[begin Source text]
2. Run `python src/01_preprocess_create_mosaiks_points.py` or `make create-mosaiks-points`

3. For MPC authentication, get your subscription key from [here](https://planetarycomputer.developer.azure-api.net/profile) and run `planetarycomputer configure` in terminal and paste is there. Further instructions [here](https://planetarycomputer.microsoft.com/docs/concepts/sas/#:~:text=data%20catalog.-,planetary%2Dcomputer%20Python%20package,-The%20planetary%2Dcomputer).

3. Change the `DATA_ROOT` path to match your system and run this notebook.

#### To Do:
- Can we go older than 2013? No Landsat 7 on this endpoint...
- Add column to output CSV to record why a no features where returned for a requested point
- Read parameters from .yml/.json
- Use Pathlib

In [1]:
import warnings
import os
import gc

from tqdm.notebook import tqdm

import torch
from torch.utils.data import DataLoader

import numpy as np
import pandas as pd
import geopandas as gpd
import dask_geopandas as dask_gpd
from dask.distributed import Client

import matplotlib.pyplot as plt

In [2]:
from custom.mosaiks_points import load_points_gdf

from custom.mpc_imagery import (
    sort_by_hilbert_distance,
    filter_points_with_buffer,
    fetch_least_cloudy_stac_items, 
    CustomDataset
)
from custom.models import featurize, RCF
from custom.mosaiks_data import save_features_to_parquet

In [3]:
warnings.filterwarnings(action="ignore", category=RuntimeWarning)
warnings.filterwarnings(action="ignore", category=UserWarning)

In [4]:
RASTERIO_BEST_PRACTICES = dict(  # See https://github.com/pangeo-data/cog-best-practices
    CURL_CA_BUNDLE="/etc/ssl/certs/ca-certificates.crt",
    GDAL_DISABLE_READDIR_ON_OPEN="EMPTY_DIR",
    AWS_NO_SIGN_REQUEST="YES",
    GDAL_MAX_RAW_BLOCK_CACHE_SIZE="200000000",
    GDAL_SWATH_SIZE="200000000",
    VSI_CURL_CACHE_SIZE="200000000",
)
os.environ.update(RASTERIO_BEST_PRACTICES)

In [5]:
DATA_ROOT = "/home/jovyan/ds_nudge_up/data"

## Set parameters

- Note: Earliest L8 imagery is April 2013 so we pick the least cloudy image from the 1 year window after this date. Latest imagery is March 2022, so we take 1 year window prior to this date.

In [6]:
data_label = "2013_exact_3km_v4000_L8"

In [7]:
satellite = "landsat-8-c2-l2" #"sentinel-2-l2a"
resolution = 30
bands = [
    # "SR_B1", # Coastal/Aerosol Band (B1)
    "SR_B2",  # Blue Band (B2)
    "SR_B3",  # Green Band (B3)
    "SR_B4",  # Red Band (B4)
    "SR_B5",  # Near Infrared Band 0.8 (B5)
    "SR_B6",  # Short-wave Infrared Band 1.6 (B6)
    "SR_B7",  # Short-wave Infrared Band 2.2 (B7)
]

In [8]:
search_start = "2013-04-01" #"2021-04-01" #"2015-11-01"
[end Source text]
[begin Given material]
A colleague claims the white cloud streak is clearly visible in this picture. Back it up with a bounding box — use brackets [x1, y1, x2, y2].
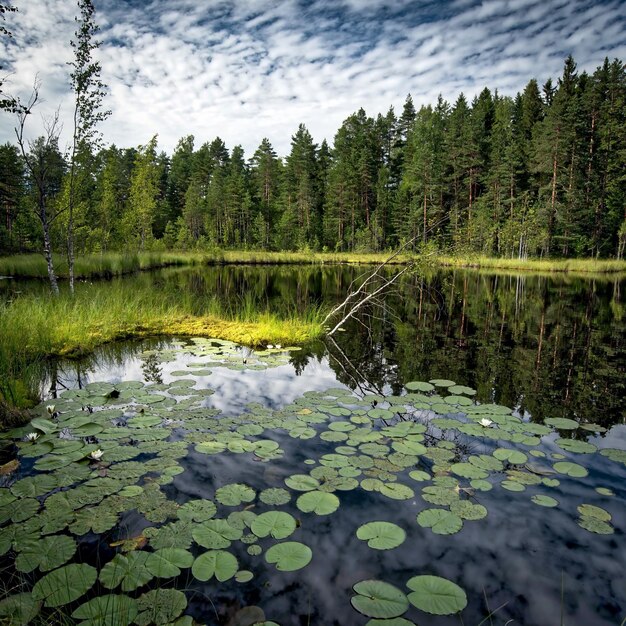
[end Given material]
__Problems to work on__
**a)** Answer these questions from the notebook text, one line each, marked (i), (ii) and (iii) to match:
(i) Which two file formats does the To Do list name for reading parameters?
(ii) What path is `DATA_ROOT` set to?
(iii) What value is `resolution` given?
**b)** Can you write out the notebook text again, starting with "3. For MPC authentication, get" and going on through "run this notebook.", swapping "notebook" for "script"?

__Answers by task__
**a)**
(i) .yml and .json
(ii) /home/jovyan/ds_nudge_up/data
(iii) 30

**b)**
3. For MPC authentication, get your subscription key from [here](https://planetarycomputer.developer.azure-api.net/profile) and run `planetarycomputer configure` in terminal and paste is there. Further instructions [here](https://planetarycomputer.microsoft.com/docs/concepts/sas/#:~:text=data%20catalog.-,planetary%2Dcomputer%20Python%20package,-The%20planetary%2Dcomputer).

3. Change the `DATA_ROOT` path to match your system and run this script.